• Given task:
Write out again, and only, the lines of the items from the line with "ground you can find." up to and including the line with "[215,80,218,88]", request lines included. Multiply every bounding-box coordinate in the answers by 0.6 and round it to a whole number, with halves rounded up.

• Data items:
start
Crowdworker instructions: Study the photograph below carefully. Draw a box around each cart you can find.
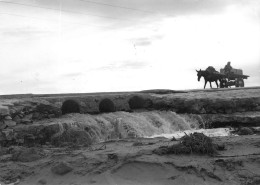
[220,69,249,88]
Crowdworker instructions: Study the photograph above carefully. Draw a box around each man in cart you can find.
[224,62,232,75]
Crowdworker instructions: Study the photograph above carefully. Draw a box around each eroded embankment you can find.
[0,89,260,144]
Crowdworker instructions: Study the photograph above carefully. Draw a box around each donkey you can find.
[196,69,222,89]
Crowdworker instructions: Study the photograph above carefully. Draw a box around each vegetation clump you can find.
[154,132,218,155]
[237,127,254,135]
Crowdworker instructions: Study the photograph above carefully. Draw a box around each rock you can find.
[0,105,9,116]
[4,120,16,127]
[0,121,7,130]
[32,112,44,120]
[21,118,33,124]
[51,162,73,175]
[38,179,47,185]
[1,129,14,141]
[200,108,207,114]
[237,127,254,135]
[5,115,12,120]
[12,147,42,162]
[13,115,21,124]
[48,114,56,118]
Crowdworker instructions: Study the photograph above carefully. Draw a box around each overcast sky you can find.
[0,0,260,94]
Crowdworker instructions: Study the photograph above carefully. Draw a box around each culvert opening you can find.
[61,100,80,114]
[128,96,145,109]
[99,98,116,112]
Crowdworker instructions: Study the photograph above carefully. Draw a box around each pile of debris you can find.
[154,132,225,155]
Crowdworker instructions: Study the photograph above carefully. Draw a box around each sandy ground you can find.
[0,135,260,185]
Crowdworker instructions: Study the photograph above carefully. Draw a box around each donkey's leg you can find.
[204,80,208,89]
[215,80,218,88]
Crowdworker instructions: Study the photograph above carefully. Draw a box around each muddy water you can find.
[57,111,211,141]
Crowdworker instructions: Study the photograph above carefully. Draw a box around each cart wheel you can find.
[236,78,245,87]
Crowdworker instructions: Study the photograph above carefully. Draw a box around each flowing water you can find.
[51,111,229,141]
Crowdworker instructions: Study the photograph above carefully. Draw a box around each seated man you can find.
[224,62,232,74]
[206,66,218,74]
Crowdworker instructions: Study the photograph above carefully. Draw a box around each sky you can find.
[0,0,260,94]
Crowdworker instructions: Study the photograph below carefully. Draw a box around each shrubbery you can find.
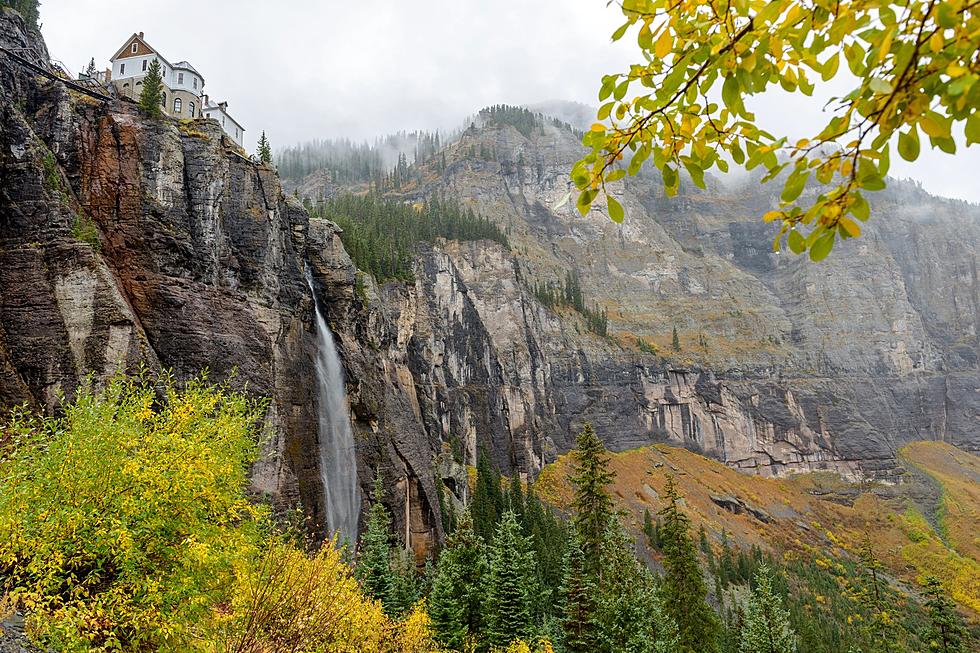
end
• Task solution:
Crowdworker instructions: Study the photograph above carefully. Draw a box around each sandy ground you can find.
[0,81,156,111]
Crowdworker instructions: Study the photograph above carefully. Draw a box around each donkey's leg you can find.
[122,48,125,53]
[129,48,131,53]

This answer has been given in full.